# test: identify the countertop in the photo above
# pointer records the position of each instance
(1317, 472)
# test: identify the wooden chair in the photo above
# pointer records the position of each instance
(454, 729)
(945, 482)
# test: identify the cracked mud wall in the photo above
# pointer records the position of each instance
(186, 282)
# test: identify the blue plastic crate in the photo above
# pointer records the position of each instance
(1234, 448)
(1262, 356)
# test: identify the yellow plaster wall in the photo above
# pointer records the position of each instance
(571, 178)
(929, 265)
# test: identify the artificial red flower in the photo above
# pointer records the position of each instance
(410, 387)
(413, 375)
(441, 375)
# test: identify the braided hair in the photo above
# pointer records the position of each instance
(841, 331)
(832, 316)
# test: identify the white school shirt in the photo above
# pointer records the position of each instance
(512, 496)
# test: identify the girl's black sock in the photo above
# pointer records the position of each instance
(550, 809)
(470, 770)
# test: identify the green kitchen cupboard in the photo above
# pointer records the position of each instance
* * *
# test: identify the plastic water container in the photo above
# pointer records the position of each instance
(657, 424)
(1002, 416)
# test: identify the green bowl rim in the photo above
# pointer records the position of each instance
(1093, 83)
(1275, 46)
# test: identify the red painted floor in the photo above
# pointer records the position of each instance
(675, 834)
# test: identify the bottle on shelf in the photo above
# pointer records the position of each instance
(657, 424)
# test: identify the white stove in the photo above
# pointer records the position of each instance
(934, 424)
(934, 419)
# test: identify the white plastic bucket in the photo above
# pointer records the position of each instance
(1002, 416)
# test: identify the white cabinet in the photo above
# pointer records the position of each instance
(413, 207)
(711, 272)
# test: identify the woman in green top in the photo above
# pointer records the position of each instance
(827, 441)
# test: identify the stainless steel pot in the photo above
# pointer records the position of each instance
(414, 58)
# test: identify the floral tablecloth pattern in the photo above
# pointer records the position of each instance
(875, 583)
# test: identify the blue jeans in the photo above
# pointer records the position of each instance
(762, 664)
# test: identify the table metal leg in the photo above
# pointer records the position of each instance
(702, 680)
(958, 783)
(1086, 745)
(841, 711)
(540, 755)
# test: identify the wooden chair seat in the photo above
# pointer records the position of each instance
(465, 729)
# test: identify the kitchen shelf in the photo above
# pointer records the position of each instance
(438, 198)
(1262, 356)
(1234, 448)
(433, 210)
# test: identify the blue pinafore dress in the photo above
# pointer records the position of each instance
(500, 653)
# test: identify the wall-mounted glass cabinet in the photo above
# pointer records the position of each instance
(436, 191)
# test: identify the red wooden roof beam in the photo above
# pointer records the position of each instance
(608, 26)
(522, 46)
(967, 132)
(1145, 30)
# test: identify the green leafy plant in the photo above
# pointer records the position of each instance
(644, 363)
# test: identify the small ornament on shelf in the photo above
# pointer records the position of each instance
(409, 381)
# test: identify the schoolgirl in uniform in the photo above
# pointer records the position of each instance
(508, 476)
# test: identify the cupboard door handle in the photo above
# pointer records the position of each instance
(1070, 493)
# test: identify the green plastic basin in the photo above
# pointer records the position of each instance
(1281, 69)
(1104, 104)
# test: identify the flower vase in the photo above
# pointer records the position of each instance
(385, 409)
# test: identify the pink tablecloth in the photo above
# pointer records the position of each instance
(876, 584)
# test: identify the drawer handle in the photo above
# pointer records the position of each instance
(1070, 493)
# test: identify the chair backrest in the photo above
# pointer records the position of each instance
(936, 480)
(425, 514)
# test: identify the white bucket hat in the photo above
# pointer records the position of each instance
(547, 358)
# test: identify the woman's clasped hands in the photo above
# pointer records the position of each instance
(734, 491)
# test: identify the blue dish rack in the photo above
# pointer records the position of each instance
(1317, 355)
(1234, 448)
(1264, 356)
==
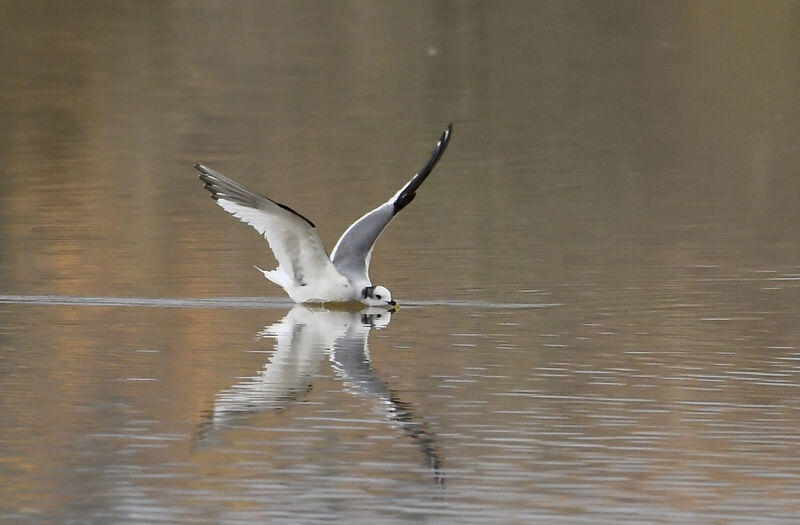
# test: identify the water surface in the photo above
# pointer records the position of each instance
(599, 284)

→ EXERCISE
Return every row above that contains the word "kitchen", copying each such line in full.

→ SOLUTION FOR THIS TASK
# test: identify the green kitchen cupboard in the photo above
# test: identify the kitchen shelf in the photo above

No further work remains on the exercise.